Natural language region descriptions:
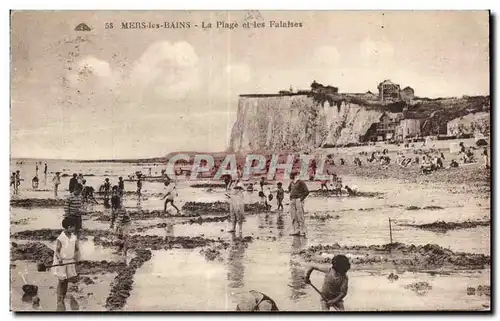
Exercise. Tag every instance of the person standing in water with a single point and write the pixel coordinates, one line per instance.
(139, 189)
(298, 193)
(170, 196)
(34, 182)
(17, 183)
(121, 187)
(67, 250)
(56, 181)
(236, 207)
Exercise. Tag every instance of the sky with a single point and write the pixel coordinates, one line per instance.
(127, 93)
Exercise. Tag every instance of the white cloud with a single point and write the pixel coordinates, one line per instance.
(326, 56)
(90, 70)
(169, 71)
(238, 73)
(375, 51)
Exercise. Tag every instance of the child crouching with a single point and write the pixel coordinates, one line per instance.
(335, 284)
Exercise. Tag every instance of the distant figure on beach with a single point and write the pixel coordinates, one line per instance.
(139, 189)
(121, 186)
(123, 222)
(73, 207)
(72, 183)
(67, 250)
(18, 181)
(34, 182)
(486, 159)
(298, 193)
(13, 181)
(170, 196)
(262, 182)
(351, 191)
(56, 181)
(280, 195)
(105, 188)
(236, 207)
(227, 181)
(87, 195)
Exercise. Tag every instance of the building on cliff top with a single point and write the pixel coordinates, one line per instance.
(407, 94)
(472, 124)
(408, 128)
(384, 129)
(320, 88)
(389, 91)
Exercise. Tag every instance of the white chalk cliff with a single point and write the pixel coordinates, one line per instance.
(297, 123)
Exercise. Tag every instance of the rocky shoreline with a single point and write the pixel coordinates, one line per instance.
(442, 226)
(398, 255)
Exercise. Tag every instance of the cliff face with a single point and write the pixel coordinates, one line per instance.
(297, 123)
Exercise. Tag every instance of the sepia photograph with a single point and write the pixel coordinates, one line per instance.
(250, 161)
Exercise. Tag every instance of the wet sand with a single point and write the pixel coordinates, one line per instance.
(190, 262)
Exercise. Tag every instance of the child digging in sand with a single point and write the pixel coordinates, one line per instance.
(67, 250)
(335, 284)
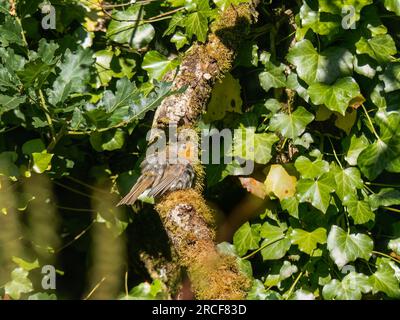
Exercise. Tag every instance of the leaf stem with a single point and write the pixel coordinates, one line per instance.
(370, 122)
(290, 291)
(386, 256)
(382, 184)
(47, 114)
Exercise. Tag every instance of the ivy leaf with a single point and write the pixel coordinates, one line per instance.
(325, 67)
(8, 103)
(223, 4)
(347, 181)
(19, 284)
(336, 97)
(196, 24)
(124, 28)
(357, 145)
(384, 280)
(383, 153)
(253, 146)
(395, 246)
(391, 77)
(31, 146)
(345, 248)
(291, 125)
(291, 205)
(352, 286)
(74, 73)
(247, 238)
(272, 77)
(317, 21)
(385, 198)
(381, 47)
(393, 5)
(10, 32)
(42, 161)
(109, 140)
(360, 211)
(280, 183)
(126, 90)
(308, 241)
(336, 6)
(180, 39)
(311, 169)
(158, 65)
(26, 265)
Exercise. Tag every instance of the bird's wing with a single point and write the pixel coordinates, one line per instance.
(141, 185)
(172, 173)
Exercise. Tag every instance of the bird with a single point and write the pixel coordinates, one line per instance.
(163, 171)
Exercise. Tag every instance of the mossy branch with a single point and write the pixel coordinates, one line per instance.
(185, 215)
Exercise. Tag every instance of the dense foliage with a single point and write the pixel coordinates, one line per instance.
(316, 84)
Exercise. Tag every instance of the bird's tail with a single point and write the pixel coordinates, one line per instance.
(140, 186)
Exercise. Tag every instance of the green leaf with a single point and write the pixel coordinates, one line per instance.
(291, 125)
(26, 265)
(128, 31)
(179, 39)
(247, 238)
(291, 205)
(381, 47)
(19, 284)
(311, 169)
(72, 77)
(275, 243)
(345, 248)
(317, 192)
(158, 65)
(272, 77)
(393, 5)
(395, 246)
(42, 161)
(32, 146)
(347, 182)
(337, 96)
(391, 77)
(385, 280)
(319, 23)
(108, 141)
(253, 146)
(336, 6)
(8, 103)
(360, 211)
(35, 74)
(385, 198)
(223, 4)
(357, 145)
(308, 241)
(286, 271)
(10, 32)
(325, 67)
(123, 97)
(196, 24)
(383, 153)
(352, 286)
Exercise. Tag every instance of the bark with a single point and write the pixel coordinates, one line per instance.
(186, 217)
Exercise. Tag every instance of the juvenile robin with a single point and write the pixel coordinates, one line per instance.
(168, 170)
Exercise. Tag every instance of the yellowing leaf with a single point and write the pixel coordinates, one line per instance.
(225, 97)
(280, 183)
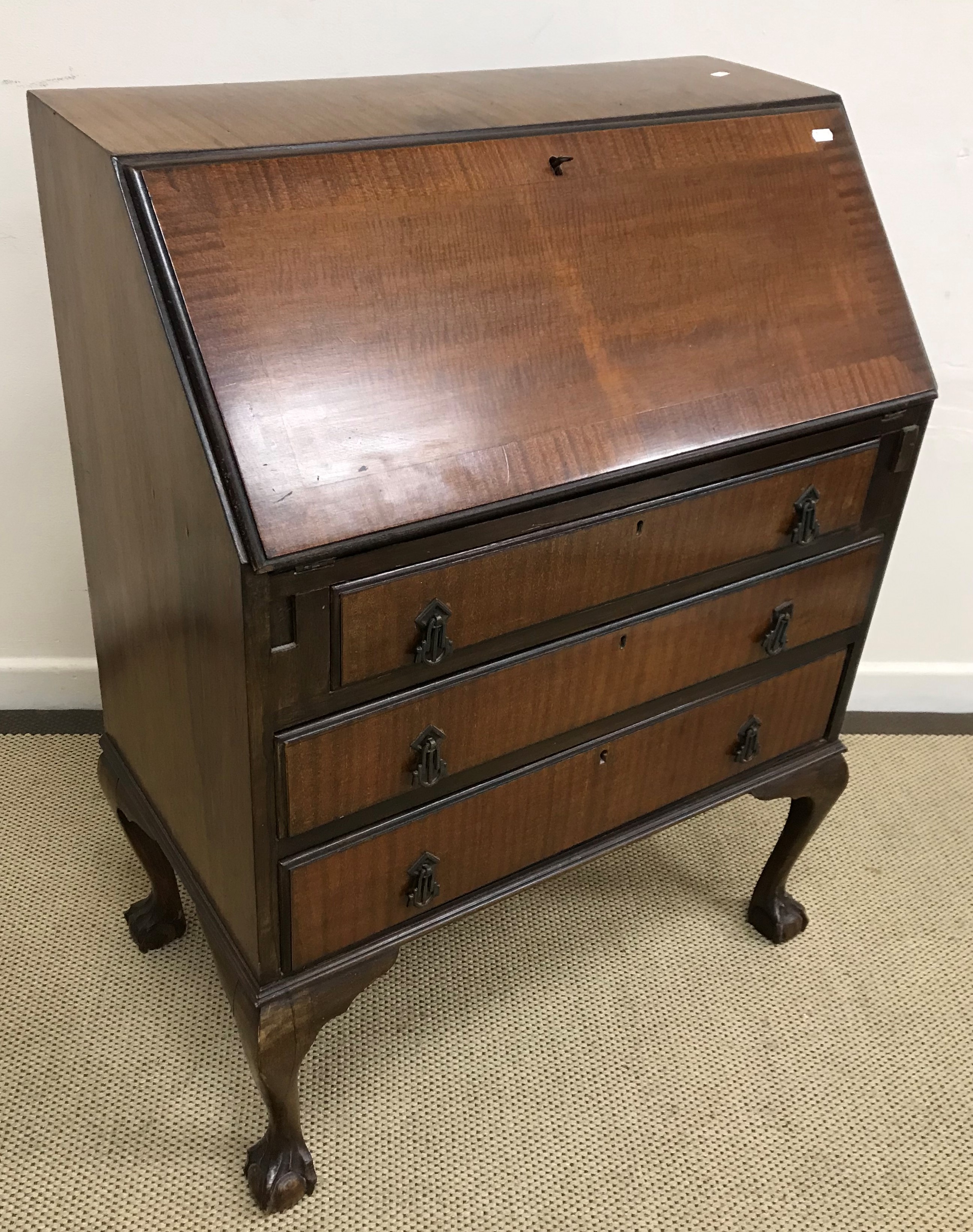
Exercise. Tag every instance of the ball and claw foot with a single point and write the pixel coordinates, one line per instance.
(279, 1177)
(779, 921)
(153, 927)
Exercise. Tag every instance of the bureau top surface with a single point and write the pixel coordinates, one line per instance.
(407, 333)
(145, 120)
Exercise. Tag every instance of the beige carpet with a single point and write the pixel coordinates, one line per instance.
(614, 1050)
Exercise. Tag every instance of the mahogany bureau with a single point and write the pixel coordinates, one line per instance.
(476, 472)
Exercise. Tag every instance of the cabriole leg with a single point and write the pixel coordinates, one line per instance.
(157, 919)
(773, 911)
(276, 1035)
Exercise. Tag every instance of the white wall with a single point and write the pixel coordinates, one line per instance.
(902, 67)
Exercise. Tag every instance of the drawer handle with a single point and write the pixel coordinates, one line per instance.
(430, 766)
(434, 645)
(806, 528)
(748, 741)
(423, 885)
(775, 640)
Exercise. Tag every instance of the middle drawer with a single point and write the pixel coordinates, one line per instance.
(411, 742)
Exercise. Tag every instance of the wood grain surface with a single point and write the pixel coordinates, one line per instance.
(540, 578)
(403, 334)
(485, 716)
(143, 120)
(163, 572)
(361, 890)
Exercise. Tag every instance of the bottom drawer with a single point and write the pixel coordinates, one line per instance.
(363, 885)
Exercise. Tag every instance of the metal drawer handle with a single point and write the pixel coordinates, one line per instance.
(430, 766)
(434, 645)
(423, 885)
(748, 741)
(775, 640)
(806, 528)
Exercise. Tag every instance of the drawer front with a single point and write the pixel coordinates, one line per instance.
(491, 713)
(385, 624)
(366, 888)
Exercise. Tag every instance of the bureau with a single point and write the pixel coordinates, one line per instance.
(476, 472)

ASSIGNMENT:
Each entry should be output word for word, with no pictures carried over.

FINISHED TASK:
Exercise. Tag every instance of the person standing in water with a single point and write the pixel coordinates, one line per instance.
(139, 189)
(298, 193)
(170, 196)
(34, 182)
(17, 183)
(121, 187)
(67, 250)
(56, 181)
(236, 207)
Exercise. Tag every instance of the sky with a single point and write the pixel coordinates, one line per instance.
(127, 93)
Exercise. Tag every instance of the white cloud with a single point and write the pixel coordinates, one line per instance.
(326, 56)
(90, 70)
(169, 71)
(238, 73)
(375, 51)
Exercise. Tag every instance of the child crouching with a single point and write the pixel coordinates, one line per instance.
(335, 284)
Exercise. Tag every instance of the distant figure on beach with a single point and write the pixel coordinates, one line per instance.
(139, 189)
(121, 186)
(123, 222)
(73, 207)
(72, 183)
(67, 250)
(18, 181)
(34, 182)
(486, 159)
(298, 193)
(13, 181)
(170, 196)
(262, 182)
(351, 191)
(56, 181)
(280, 195)
(105, 188)
(236, 207)
(227, 181)
(87, 195)
Exercise. Tag every instance of the building on cliff top with a single point and write the pixel coordinates, one line per instance.
(407, 94)
(472, 124)
(408, 128)
(384, 129)
(320, 88)
(389, 91)
Exercise. Tag every instance of the white chalk cliff with a single point and write the pixel coordinates, one line per instance.
(297, 123)
Exercise. Tag every instance of the rocky shoreline with a single point and write the pixel coordinates, one line per instance.
(442, 226)
(398, 255)
Exercise. Tag every instance of the cliff face with a single point and write the pixel coordinates, one line per instance.
(297, 123)
Exercise. Tag every instance of the sepia photograph with a single point and write the pixel coordinates, one line per instance.
(250, 161)
Exercise. Tag every instance of the wet sand with a single point and write the pixel coordinates, one line per instance.
(190, 262)
Exercise. Tag every instance of the child digging in sand with a single point and write the pixel coordinates, one line per instance.
(67, 250)
(335, 284)
Exercise. Tag every instance of the leaf stem with a single point and write the pixel coordinates, one line per instance.
(370, 122)
(290, 291)
(386, 256)
(382, 184)
(47, 114)
Exercise. Tag every instance of the ivy leaf with a single point and write the pixel coordinates, one line per instance.
(325, 67)
(8, 103)
(223, 4)
(347, 181)
(19, 284)
(336, 97)
(196, 24)
(124, 28)
(357, 145)
(384, 280)
(383, 153)
(253, 146)
(395, 246)
(391, 77)
(31, 146)
(345, 248)
(291, 125)
(291, 205)
(352, 286)
(74, 73)
(247, 238)
(272, 77)
(317, 21)
(385, 198)
(381, 47)
(393, 5)
(10, 32)
(42, 161)
(109, 140)
(360, 211)
(280, 183)
(126, 90)
(308, 241)
(336, 6)
(180, 39)
(311, 169)
(158, 65)
(26, 265)
Exercise. Tag every instance of the bird's wing with a single point and write the pixel coordinates, one line per instance.
(141, 185)
(172, 173)
Exercise. Tag every instance of the bird with a single point and write the pixel coordinates, one line per instance.
(163, 171)
Exercise. Tag every instance of the mossy branch with a single point and write the pixel coordinates, one line per instance.
(185, 215)
Exercise. Tag every instance of the dense foliage with a single point and write the pixel coordinates, one line per instance.
(316, 84)
Exercise. Tag every instance of the bird's tail with a single point and write the pixel coordinates, one line per instance.
(140, 186)
Exercise. Tag every instance of the green leaf with a single point and write the pixel coordinates, one line per instance.
(291, 125)
(26, 265)
(128, 31)
(179, 39)
(247, 238)
(291, 205)
(381, 47)
(19, 284)
(311, 169)
(72, 77)
(275, 243)
(345, 248)
(317, 192)
(158, 65)
(272, 77)
(393, 5)
(395, 246)
(42, 161)
(32, 146)
(347, 182)
(337, 96)
(391, 77)
(385, 280)
(319, 23)
(108, 141)
(253, 146)
(336, 6)
(8, 103)
(360, 211)
(35, 74)
(385, 198)
(223, 4)
(357, 145)
(308, 241)
(286, 271)
(10, 32)
(325, 67)
(123, 97)
(196, 24)
(383, 153)
(352, 286)
Exercise. Tag every instance of the bark with a single point and write the pixel coordinates, one line per instance.
(186, 217)
Exercise. Tag every instance of the juvenile robin with a single point and write the pixel coordinates, one line per instance.
(168, 170)
Exercise. Tag every instance of the yellowing leaf with a single point and write the pixel coordinates, one line per instance.
(225, 97)
(280, 183)
Exercise. Tag every instance of the ball and claw foot with a single point and write the pixel coordinates, one line per instance.
(279, 1177)
(779, 921)
(153, 927)
Exercise. Tag every instance of the bureau top surface with a single point and write the pixel coordinates, one line per instance.
(407, 333)
(145, 120)
Exercise. Tag every instance of the beige carpet with a single point and write the pixel coordinates, one line per instance.
(614, 1050)
Exercise. Tag every instance of the mahogany bureau with a single point and write the pixel coordinates, one line per instance.
(476, 472)
Exercise. Tag every instance of the cabriole leg with a single point and write the pixel coordinates, one line per instance.
(157, 919)
(773, 911)
(276, 1035)
Exercise. Tag every instance of the white wall with a single point and write the pixel coordinates, one line per instance.
(902, 67)
Exercise. Tag every instance of the drawer handle with a single point and write the pixel coordinates, one line per instance.
(430, 766)
(434, 645)
(806, 528)
(748, 741)
(423, 885)
(775, 640)
Exercise. Tag every instance of the middle drawer with a single point and write the pixel coordinates, one line per instance.
(411, 742)
Exercise. Tag every instance of the wood grain surface with a single point and write the pixel coordinates, one line per instance.
(540, 578)
(403, 334)
(485, 716)
(143, 120)
(163, 572)
(361, 890)
Exercise. Tag every instance of the bottom drawer with a single point and write the pixel coordinates, one line per instance.
(363, 885)
Exercise. Tag every instance of the metal drawer handle with a single point and write the pixel coordinates, one line per instance.
(430, 766)
(434, 645)
(423, 885)
(748, 741)
(775, 640)
(806, 528)
Exercise. Tag every instance of the drawer front with a single point and write the pixel coordinates, one line per instance.
(491, 713)
(385, 624)
(366, 888)
Exercise. Tag every instance of the bureau with a single point and write the pixel coordinates, one line per instance.
(476, 472)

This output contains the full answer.